» Aim: Update the listing below by replacing "Reviewer note" with "Labeling note" everywhere it occurs, keeping every other line and word unchanged. Leave the pictures out of your answer.

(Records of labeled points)
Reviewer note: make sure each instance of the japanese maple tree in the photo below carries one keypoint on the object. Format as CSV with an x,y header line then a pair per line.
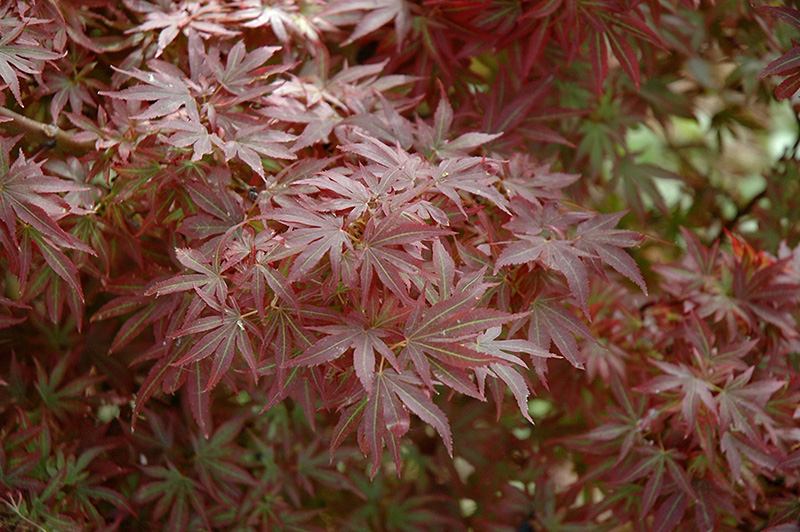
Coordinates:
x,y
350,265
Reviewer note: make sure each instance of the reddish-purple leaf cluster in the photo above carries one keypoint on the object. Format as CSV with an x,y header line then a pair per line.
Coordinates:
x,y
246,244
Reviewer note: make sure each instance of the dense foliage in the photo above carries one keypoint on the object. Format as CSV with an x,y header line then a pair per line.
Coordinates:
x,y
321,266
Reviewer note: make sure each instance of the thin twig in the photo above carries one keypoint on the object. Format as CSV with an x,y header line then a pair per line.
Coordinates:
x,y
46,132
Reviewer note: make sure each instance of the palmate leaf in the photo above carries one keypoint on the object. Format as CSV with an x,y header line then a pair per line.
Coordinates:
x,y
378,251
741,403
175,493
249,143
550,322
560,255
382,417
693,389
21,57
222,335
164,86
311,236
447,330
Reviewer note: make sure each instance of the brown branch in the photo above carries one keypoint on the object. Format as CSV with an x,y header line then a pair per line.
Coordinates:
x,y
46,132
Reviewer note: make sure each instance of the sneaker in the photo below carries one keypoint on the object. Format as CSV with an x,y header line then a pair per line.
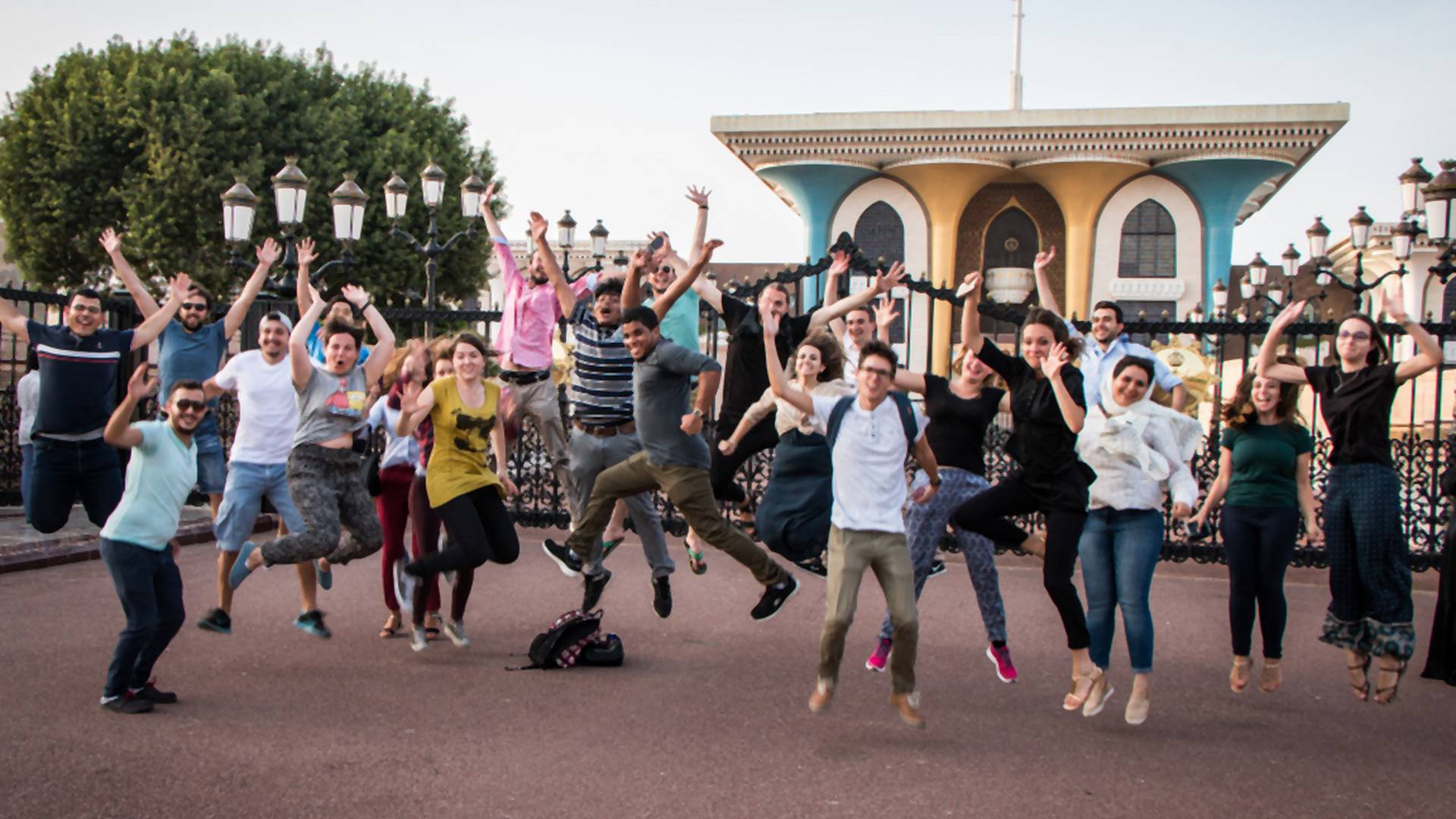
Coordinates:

» Task response:
Labeling note: make sure each instance of the japanese maple tree in the photo below carries one keypoint on the object. Format as CSV with an x,y header line then a pair per line.
Coordinates:
x,y
350,265
Labeling note: make sure each instance of the reddish-purple leaf cluster in the photo above carries one keypoint on the object. Format as CSV with an x,y header line then a pair per line.
Coordinates:
x,y
246,244
Labeling note: make sure each instance of the dense foliage in the photo above carries one keypoint on the object. Format as CSV with an x,y header line then a pair per line.
Coordinates:
x,y
321,266
Labeling note: make sure each instance of the thin twig in the photo above carries one keypoint on the object. Format as CSV with an x,y header line then a pair per line.
Coordinates:
x,y
46,132
Labeling note: make sure each instance of the palmate leaf in the photo above carries one keypoint on the object. Format as CSV with an x,y header line then a pair per line.
Coordinates:
x,y
378,251
741,403
175,493
249,143
550,322
560,255
382,417
693,389
21,57
222,335
164,86
311,236
447,330
Labeling note: make sure each instance of the brown branch in the photo above carries one keypoint on the object. Format as CSV with an x,y header line then a pair per line.
Coordinates:
x,y
46,132
Labeling note: make sure each instance of the sneaker in the photo below carries one keypoint on the object. Format as CSV with an x,y header line then a pair per line.
Coordinates:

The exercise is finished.